* **GIVEN PASSAGE**
****
Now for a weather report: it’s raining. Correction: it always rains in the third circle, where the Gluttonous dwell. Not pure water, either, but filthy polluted stinky rain and hailstones. The earth itself reeks.
The sinners here are so traumatized by this rain that they turn back and forth, trying unsuccessfully to keep some part of their body clean and dry.
Above these writhing sinners looms Cerberus, the gigantic three-headed guard dog of the Underworld. He snarls at the pilgrims as they approach.
Unfazed, Virgil picks up handfuls of stinking mud and hurls them straight into Cerberus’s jaws. The dog actually eats it and, in the meantime, grows quiet. Get it? Cerberus is a glutton too.
As Dante and Virgil tour this circle of gluttons, none of the sinners pay attention to them, except one who sits up and demands that Dante recognize him. The sinner knows that Dante is a Florentine (someone from Florence).
Dante, being a poet, gracefully asks the glutton to remind him of his name.
The sinner suddenly isn’t so free with his words. He introduces himself as Ciacco (also a Florentine), names his sin as gluttony, and then clams up.
Dante doesn’t seem at all interested in Ciacco’s life, saying only that Ciacco’s suffering moves him to tears. Then he changes the subject to the future of Florence.
So Ciacco goes into prophet mode. (Of course, what he "foresees" is history by the time Dante writes the Inferno.)
In very cryptic language, Ciacco presages political strife between the Blacks and Whites (see "In A Nutshell" for more on this). First the Whites will win a battle and drive the Blacks out. But then the Blacks will return with the help of the hated Pope Boniface VIII and crush the Whites, eventually driving many of them into exile, including Dante. Ciacco sees the two parties ignoring reason in favor of "envy, pride, and avariciousness."
****
* **SUPPLIED ENTRIES**
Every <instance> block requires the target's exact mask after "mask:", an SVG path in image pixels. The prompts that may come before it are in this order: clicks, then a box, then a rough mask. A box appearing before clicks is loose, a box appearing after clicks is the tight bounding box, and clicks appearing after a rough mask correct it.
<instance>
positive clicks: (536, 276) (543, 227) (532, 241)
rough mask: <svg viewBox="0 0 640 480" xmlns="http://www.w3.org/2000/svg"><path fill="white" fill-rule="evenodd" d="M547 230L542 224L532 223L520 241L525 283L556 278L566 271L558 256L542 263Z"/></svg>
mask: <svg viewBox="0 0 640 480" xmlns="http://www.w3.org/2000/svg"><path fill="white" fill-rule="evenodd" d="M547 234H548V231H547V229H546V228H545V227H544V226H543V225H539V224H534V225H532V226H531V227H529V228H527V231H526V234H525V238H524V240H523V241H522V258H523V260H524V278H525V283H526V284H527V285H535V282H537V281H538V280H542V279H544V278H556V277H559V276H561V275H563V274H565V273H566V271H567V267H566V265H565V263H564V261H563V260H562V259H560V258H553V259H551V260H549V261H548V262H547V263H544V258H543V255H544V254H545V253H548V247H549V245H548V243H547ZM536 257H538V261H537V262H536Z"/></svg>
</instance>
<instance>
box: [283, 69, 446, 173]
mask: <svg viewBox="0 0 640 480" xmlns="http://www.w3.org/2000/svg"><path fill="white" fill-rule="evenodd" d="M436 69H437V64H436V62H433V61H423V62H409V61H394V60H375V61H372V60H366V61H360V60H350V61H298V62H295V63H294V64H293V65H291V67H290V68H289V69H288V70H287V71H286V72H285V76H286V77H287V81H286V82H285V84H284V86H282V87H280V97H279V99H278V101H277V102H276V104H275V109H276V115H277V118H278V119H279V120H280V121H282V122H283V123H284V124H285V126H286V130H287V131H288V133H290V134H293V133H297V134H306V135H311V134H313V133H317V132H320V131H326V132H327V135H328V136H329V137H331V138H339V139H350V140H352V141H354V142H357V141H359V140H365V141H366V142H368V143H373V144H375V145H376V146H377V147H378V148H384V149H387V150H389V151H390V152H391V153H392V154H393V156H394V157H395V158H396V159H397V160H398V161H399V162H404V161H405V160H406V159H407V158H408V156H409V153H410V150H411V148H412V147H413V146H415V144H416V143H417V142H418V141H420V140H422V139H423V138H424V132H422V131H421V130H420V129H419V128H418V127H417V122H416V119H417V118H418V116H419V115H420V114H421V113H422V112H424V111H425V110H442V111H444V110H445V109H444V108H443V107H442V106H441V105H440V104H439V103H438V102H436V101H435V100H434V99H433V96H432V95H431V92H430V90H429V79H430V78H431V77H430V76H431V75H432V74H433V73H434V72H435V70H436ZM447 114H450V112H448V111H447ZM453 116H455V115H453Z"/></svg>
****
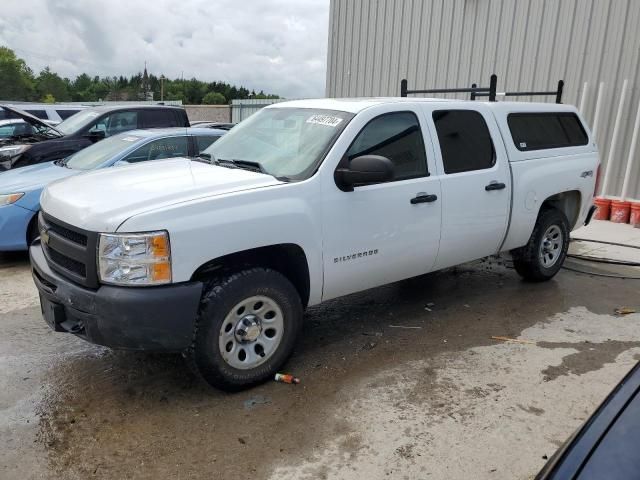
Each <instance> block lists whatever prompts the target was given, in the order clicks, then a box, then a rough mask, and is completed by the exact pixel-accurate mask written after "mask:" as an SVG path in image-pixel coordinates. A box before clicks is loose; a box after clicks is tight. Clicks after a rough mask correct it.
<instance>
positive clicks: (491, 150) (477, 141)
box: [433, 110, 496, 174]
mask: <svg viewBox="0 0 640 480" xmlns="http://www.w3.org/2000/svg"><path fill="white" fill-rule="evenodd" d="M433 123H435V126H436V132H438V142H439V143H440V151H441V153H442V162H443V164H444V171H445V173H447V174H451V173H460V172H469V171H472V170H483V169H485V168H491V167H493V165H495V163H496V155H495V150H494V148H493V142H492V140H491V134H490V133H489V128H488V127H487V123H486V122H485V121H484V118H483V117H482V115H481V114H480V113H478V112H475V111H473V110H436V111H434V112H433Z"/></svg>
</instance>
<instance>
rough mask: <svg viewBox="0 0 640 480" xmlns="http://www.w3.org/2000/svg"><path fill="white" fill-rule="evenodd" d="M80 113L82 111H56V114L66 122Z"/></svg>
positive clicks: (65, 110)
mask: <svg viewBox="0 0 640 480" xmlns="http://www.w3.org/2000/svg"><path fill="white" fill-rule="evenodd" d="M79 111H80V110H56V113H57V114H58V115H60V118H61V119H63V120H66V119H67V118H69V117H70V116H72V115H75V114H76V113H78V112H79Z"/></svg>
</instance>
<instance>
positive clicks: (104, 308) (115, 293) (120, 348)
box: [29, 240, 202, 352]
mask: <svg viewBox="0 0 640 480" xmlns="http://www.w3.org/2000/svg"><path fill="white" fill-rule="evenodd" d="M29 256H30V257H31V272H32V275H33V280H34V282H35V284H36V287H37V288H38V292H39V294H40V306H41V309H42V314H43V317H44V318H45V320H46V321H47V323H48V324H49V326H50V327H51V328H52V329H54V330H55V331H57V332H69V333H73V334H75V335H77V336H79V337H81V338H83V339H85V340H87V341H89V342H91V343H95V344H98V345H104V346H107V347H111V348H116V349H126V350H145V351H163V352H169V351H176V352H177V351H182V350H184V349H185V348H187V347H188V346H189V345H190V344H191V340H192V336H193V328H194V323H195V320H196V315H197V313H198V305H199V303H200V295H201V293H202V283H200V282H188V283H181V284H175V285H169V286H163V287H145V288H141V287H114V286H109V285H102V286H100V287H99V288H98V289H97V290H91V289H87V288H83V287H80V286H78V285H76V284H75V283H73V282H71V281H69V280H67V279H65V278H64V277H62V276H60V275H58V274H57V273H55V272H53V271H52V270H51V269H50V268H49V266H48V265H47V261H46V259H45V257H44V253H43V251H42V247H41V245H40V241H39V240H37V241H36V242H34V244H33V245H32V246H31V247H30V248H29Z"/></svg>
****
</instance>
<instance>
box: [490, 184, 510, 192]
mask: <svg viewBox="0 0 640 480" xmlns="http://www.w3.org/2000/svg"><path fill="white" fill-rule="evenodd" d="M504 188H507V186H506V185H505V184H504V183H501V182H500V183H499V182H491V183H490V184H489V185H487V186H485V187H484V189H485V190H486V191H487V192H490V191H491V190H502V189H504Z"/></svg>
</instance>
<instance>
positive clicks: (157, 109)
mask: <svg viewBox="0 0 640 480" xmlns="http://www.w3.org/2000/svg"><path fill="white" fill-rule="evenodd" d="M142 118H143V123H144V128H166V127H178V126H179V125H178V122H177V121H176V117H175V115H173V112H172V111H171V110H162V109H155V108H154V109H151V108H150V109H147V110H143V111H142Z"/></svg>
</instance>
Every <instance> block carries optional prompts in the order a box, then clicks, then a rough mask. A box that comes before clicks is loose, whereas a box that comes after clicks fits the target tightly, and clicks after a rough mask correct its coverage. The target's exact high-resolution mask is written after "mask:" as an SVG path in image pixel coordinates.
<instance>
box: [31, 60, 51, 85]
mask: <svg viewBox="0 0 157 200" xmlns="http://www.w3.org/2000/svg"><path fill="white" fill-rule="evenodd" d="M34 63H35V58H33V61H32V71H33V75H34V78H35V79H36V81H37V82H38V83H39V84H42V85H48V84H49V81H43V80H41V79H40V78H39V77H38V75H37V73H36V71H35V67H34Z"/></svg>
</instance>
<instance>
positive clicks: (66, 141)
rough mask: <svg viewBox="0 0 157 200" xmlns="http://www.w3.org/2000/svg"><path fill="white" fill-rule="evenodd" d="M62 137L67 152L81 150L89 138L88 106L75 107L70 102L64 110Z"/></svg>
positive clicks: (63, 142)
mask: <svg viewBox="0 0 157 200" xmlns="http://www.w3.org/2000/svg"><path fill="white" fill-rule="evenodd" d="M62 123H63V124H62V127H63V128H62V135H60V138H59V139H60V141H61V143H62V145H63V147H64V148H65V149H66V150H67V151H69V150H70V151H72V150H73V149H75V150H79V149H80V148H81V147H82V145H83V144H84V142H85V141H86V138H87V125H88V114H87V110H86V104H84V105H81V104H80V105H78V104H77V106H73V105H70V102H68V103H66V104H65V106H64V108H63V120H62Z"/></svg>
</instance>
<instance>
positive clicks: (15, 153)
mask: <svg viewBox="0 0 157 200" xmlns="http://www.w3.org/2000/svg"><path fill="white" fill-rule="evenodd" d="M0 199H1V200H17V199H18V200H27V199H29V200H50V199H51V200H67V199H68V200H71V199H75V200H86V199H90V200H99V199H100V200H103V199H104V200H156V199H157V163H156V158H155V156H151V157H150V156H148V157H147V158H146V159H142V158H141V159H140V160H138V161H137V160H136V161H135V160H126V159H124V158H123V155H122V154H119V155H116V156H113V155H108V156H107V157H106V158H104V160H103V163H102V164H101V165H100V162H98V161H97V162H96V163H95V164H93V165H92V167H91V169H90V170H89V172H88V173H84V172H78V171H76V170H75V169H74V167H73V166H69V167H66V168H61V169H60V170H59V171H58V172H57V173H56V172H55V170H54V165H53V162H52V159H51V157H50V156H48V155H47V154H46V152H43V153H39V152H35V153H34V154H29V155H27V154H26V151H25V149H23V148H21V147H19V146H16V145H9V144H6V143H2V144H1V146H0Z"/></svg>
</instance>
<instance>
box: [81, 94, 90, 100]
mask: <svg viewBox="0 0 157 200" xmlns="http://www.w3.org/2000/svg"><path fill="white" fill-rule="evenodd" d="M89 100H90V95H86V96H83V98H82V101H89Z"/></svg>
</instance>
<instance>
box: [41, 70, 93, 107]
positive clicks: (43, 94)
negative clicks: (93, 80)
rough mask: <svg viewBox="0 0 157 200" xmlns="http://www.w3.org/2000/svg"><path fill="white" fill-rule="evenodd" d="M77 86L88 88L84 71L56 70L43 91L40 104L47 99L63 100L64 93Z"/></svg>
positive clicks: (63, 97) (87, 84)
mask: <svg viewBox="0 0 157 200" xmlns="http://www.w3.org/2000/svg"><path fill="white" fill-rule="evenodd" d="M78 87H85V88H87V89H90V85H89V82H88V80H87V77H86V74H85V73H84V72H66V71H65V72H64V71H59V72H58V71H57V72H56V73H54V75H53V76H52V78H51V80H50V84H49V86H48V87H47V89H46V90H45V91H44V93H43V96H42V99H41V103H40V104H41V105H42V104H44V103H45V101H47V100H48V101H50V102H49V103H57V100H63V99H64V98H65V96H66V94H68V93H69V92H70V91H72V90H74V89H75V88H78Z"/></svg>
****
* **PROBLEM**
Can you reproduce the third-circle summary between "The sinners here" and "(someone from Florence).", inclusive, replacing "Cerberus" with "Kerberos"? Work from the text alone; the records play no part.

* **RESPONSE TO THIS TASK**
The sinners here are so traumatized by this rain that they turn back and forth, trying unsuccessfully to keep some part of their body clean and dry.
Above these writhing sinners looms Kerberos, the gigantic three-headed guard dog of the Underworld. He snarls at the pilgrims as they approach.
Unfazed, Virgil picks up handfuls of stinking mud and hurls them straight into Kerberos’s jaws. The dog actually eats it and, in the meantime, grows quiet. Get it? Kerberos is a glutton too.
As Dante and Virgil tour this circle of gluttons, none of the sinners pay attention to them, except one who sits up and demands that Dante recognize him. The sinner knows that Dante is a Florentine (someone from Florence).